» **Brief**: Copy everything from "Western spin is" down to "others have said." in the Copenhagen post, swapping "strong-armed" for "pressured".

» **Document excerpt**:
__________________________________________________
The Copenhagen blame game continues with the media reaching a hysterical pitch in their attempts to demonise China over the disappointing results at the climate change summit.

The Guardian publishes another lurid smear, this time by someone called Mark Lynas and titled: "How do I know China wrecked the Copenhagen deal? I was in the room"
Starring Mark Lynas as Sax Rohmer which, I guess, makes me Fu Manchu. (I recommend you read all the comments on the Guardian thread.)

UPDATE Wednesday 23rd December : Comment is free but only if you agree. The Guardian removed my comment below from their thread, posted 22nd December 9.23pm. Not only mine, but I notice some other very good posts robustly rebutting Lynas's assertions and errors have been removed. Now I'm BANNED

Dear Mark,

So the cold war is alive and well.

Western spin is really pulling out all the stops, perhaps because we are onto you as the various blogs and forums show.

if anything, China got strong-armed into signing a weak deal when it should have held out as Bolivia, Venezuela, Cuba and others have said.

The US and the rich nations use up almost all the carbon allowance in the atmosphere over the past 160 years, the US dithers over ten years of Bush, they refuse to ratify Kyoto, the Danish summit chair has to resign when she's caught fast-tracking the rich nations' deal, the West fail in their Kyoto pledges, Canada rips up its Kyoto deal and proceeds with exploiting its huge reserves of dirty oil, the US will only reduce emissions by 4% against the 1990 base year and not the 17% you describe as "serious cuts", while China makes real strides in green technology, and so on.

But it is all China's fault.

Hillary Clinton bursts into the conference demanding China eat merde when the US didn't even have anything to offer. They knew that the terms of the "verification" they demanded was an exercise in humiliation and China would not stand for it. The US can't get anything meaningful past their senate, which includes some "wholly owned subsidiaries of the energy industry" (Monbiot) and resorts to sleight of hand.

But China is the villain.

As for Merkel, she is a massive hypocrite when you look at what her government's been doing.

Even John Prescott pointed out that we've had our industrial revolution yet the poor countries have to halt in their tracks and people live on an average of $2 per day. [Update: see Prescott's take here.]

But according to you China twirls its moustache and strokes its cat as it eats the planet for breakfast.

What other country has an entire city using solar powered appliances? Who else has planted such huge tracts of forest while loggers tear down the rest? China aims for 15% of its energy from renewables, it has revolutionised wind-turbines, makes a key component of electric car batteries, and so on. We in the UK can't even meet our Kyoto promise.

The world says it'll pay $100 billion into the global kitty. Yet how much does the US spend each year on wars? Something like a million dollars a day on petrol alone.

This game of smoke and mirrors is shameful. Dividing the world into angel and devil does not help, neither does throwing a hissy-fit when China baulks at signing the rich nations' deal which condemns the poor nations to a slumdog future. At an early stage in its industrial development China is moving onto the right track. By all means criticise them when they screw up but give them credit for what they're getting right. The future of the planet is too important for these political football games.
__________________________________________________
» **Data provided**:
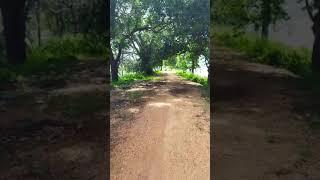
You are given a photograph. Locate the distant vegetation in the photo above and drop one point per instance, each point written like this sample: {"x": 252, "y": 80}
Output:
{"x": 297, "y": 60}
__________________________________________________
» **The answer**:
Western spin is really pulling out all the stops, perhaps because we are onto you as the various blogs and forums show.

if anything, China got pressured into signing a weak deal when it should have held out as Bolivia, Venezuela, Cuba and others have said.